Document passage:
It has not been rare for the saints to experience the anguish of Christ on the Cross: “My God, my God, why have you forsaken me?” (Ps 22). Mother Teresa was united to Jesus precisely because of a faith and a love so deep as to lead her to share the experience of Jesus in Gethsemane and on the Cross. This is the deep darkness of the times of spiritual aridity, of interior desolation, of lack of enthusiasm for prayer, of the experience of the distance and even of the absence of God: “Lord, my God, who am I that You should forsake me? The child of your love – and now become as the most hated one – the one You have thrown away as unwanted – unloved. I call, I cling, I want – and there is no One to answer – no One on Whom I can cling – no, No One. – Alone (…) Where is my faith? – even deep down, right in, there is nothing but emptiness and darkness. – My God – how painful is this unknown pain. It pains without ceasing. I have no faith. – I dare not utter the words and thoughts that crowd in my heart – and make me suffer untold agony”[35]. Out of love for the poor, Teresa had sacrificed the awareness and the consolation of her union with God, caught between the atrocious pain of that loss and her uncontainable longing, her inextinguishable thirst, for God: “If my pain and suffering – my darkness and separation gives You a drop of consolation – my own Jesus, do with me as You wish. (…) Imprint on my soul and life the sufferings of Your Heart. Don’t mind my feelings. (…) I want to satiate Your Thirst with every single drop of blood that You can find in me. (…) Please do not take the trouble to return soon. – I am ready to wait for You far all eternity”[36]. “I want to love Him as He has never been loved before. (…) If I ever become a saint – I will surely be one of “darkness.” I will continually be absent from heaven – to light the light of those in darkness on earth. (…) I am willing with all my heart to suffer all that I suffer – not only now – but for all eternity – if this was possible”[37]. And her solidarity with the poorest of the poor, especially with the One who, though he was rich, made himself poor out of love for us (cf. 2 Cor 8,9), was lived out till its ultimate consequences: “I have come to love the darkness. – For I believe now that this is a part, a very, very small part of Jesus’ darkness and pain on earth. (…) Today really I felt a deep joy – that Jesus can’t go anymore through the agony – but that He wants to go through it in me”[38].

The night of the apostle

For St John of the Cross and St Teresa of Jesus, “la Doctora y Maestra Mistica de la vida espiritual[39], the mystical life is essentially a life of prayer. Without taking anything away from the teaching of Doctors of such authority, however, we need to widen our horizons if we want to avoid reducing to this single typology - important though it is - the wide gamut of mystical experiences. In this way, too, in the spiritual direction of the faithful we will avoid the risk of imposing rigid models which could result in a restrictive understanding of the ways God acts as he freely offers the gifts of the Spirit to his beloved children.  

In the Church, there does not exist only the mystical life of contemplation and prayer, but also an apostolic mysticism, such as that of Paul of Tarsus, of Bartolomé de las Casas, Turibio of Mongrovejo, Vincent de Paul, Maria of the Incarnation, Paul of the Cross[40], Giustino de Jacobis, Daniel Comboni, Charles de Foucauld… and many others, who were great mystics in spite of the fact that their spiritual journey cannot be reduced to the classical one already codified by the great Doctors and Mystics of Carmel[41].

Exercise set:
1 - In the passage on Mother Teresa and mystical experience, why does Mother Teresa say she has come to love the darkness? Reply in one to three sentences.
2 - Resume the passage on Mother Teresa and mystical experience after its final sentence, in the same tone.
The rows further down come from a separate source.

Supplied material:
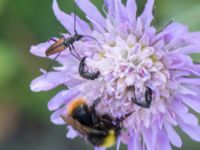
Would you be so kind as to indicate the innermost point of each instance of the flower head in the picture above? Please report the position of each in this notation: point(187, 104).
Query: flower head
point(132, 58)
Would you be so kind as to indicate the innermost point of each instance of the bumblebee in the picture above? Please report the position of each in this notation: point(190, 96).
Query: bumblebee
point(99, 130)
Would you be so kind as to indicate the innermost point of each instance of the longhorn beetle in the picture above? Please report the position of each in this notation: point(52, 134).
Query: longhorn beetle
point(63, 43)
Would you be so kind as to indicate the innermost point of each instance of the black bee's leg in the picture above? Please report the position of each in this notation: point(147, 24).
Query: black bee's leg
point(52, 61)
point(148, 99)
point(93, 110)
point(87, 75)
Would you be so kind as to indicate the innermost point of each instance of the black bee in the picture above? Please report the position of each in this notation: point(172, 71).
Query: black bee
point(63, 43)
point(148, 99)
point(85, 74)
point(99, 130)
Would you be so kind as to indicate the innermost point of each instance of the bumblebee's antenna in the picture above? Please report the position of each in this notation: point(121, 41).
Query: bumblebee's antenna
point(75, 18)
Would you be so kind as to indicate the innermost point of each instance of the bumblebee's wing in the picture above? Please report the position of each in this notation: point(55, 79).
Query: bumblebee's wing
point(82, 129)
point(58, 46)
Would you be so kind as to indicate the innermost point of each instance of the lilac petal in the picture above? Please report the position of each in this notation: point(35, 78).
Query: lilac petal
point(71, 132)
point(92, 14)
point(118, 144)
point(193, 81)
point(149, 138)
point(193, 37)
point(147, 15)
point(120, 12)
point(162, 141)
point(68, 21)
point(56, 116)
point(49, 81)
point(189, 49)
point(39, 50)
point(192, 131)
point(131, 9)
point(111, 7)
point(173, 136)
point(134, 143)
point(192, 101)
point(184, 115)
point(171, 32)
point(99, 148)
point(61, 98)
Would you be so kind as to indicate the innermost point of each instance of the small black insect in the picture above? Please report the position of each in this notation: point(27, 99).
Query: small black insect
point(63, 43)
point(148, 99)
point(99, 130)
point(85, 74)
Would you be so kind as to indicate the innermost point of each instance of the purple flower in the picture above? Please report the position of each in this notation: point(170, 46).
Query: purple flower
point(133, 54)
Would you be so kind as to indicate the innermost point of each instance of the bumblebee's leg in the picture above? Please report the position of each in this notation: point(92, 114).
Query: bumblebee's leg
point(148, 99)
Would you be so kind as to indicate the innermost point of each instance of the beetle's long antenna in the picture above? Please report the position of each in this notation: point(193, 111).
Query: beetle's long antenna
point(75, 17)
point(90, 37)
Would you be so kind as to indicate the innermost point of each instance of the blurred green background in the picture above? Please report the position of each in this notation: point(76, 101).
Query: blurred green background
point(24, 118)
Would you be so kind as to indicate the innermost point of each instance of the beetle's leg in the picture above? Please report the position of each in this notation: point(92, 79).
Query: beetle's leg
point(52, 39)
point(71, 51)
point(74, 50)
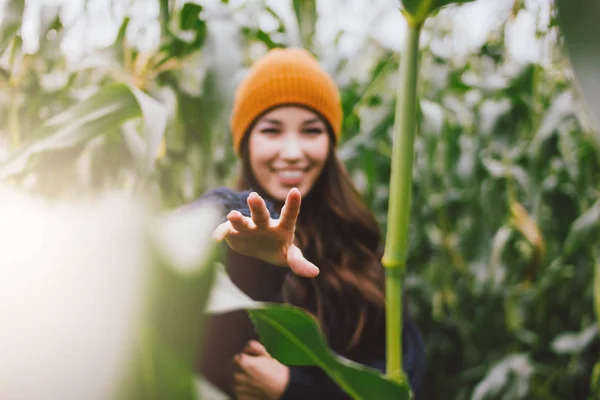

Answers by task:
1 - She has come to love the darkness because she now believes it is a very, very small part of Jesus' darkness and pain on earth.

2 -
Writing in the first half of the XVII century, Michael Wadding[42] first described the passive purification undergone by the contemplatives, and then went on to write of the difference between this and the severe trials faced by missionaries at the frontiers: “With all those whom God treats differently, he sometimes makes them suffer through an abandonment full of desolations; but the most common instruments of their purification are persecutions, abominations, ignominies, the continuous fatigue of journeys, dangers on land and at sea[43], calumnies against them, jealousies, contradictions. And this was the path walked by Paul, Athanasius, Thomas, Bonaventure, Ignatius, Francis Xavier, etc…”[44]. The point made here by the Jesuit missionary, Irish by birth but Mexican by adoption, is of fundamental importance, because, in his view, missionaries are put to the test by God in different, but no less real ways, than the ways he uses with those who dedicate themselves exclusively to contemplation and prayer.

The most original and valuable aspect of Michael Wadding’s approach[45] is precisely his interpretation of the sufferings of mission as the equivalent of passive purification in leading the missionary into infused contemplation[46]. He writes: “I knew several of these missionaries upon whom God bestowed the loftiest degree of infused contemplation, pouring out upon them in their wretched hovels the abundant harvest they had sown with such generosity throughout their scattered mission stations…”[47]. According to Wadding[48], important mystical graces are given in the lives of missionaries: these are an important support to them in their work and also that work’s very reward. In the apostolic ministry, God’s love stands out with such a pure and intense splendour as to be comparable to the contemplation of the greatest mystics of the Church.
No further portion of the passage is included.